Dataset entries
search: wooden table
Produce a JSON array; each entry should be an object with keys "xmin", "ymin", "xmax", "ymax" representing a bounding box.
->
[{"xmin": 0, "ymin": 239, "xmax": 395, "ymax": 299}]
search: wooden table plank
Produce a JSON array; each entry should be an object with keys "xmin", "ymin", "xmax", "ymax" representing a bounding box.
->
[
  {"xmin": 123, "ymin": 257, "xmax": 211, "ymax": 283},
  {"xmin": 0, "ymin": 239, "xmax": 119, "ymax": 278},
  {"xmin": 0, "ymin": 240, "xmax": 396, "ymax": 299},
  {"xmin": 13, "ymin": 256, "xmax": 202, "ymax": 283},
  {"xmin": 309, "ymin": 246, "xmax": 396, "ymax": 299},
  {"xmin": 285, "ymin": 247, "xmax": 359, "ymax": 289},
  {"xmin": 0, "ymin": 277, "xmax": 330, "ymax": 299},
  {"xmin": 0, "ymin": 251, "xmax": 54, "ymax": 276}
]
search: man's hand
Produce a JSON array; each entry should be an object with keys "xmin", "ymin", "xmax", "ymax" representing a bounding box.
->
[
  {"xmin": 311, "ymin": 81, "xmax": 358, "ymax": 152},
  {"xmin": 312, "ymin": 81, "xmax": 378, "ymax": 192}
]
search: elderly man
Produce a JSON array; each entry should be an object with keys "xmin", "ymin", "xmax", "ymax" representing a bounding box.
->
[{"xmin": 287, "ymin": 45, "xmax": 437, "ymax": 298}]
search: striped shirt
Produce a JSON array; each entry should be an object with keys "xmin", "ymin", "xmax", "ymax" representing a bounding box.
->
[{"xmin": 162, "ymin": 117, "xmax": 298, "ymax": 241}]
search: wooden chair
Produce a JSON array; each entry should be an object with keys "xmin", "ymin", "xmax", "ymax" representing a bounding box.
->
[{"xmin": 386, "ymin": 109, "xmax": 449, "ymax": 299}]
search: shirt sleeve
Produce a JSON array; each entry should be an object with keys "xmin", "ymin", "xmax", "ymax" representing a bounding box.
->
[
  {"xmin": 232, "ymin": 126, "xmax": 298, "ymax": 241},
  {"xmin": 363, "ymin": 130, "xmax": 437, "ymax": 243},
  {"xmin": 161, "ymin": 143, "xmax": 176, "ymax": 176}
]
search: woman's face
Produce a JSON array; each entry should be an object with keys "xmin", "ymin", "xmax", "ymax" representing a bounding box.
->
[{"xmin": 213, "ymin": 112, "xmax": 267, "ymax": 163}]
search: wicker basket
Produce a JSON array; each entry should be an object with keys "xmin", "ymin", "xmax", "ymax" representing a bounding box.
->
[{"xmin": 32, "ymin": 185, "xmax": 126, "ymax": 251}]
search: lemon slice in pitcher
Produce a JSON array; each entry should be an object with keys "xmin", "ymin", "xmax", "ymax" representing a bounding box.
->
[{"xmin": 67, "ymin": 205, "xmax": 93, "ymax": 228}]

What the task asks: A bare number is the whole answer: how many lines in the entries contain "wooden"?

Your response: 3